Reproduce the lines below character for character, leaving out the pictures.

● **Given records**

# # # #

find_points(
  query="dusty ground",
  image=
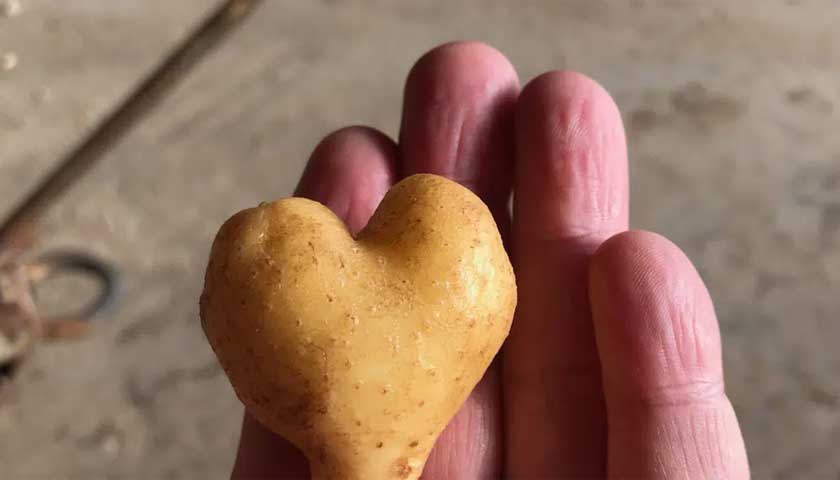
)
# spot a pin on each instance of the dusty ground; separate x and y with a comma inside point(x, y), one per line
point(731, 108)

# # # #

● **Exercise result**
find_points(
  query="dusty ground",
  image=
)
# spot a pin on each instance of the dusty ground; separate x and y with a comma inside point(x, y), one per line
point(731, 108)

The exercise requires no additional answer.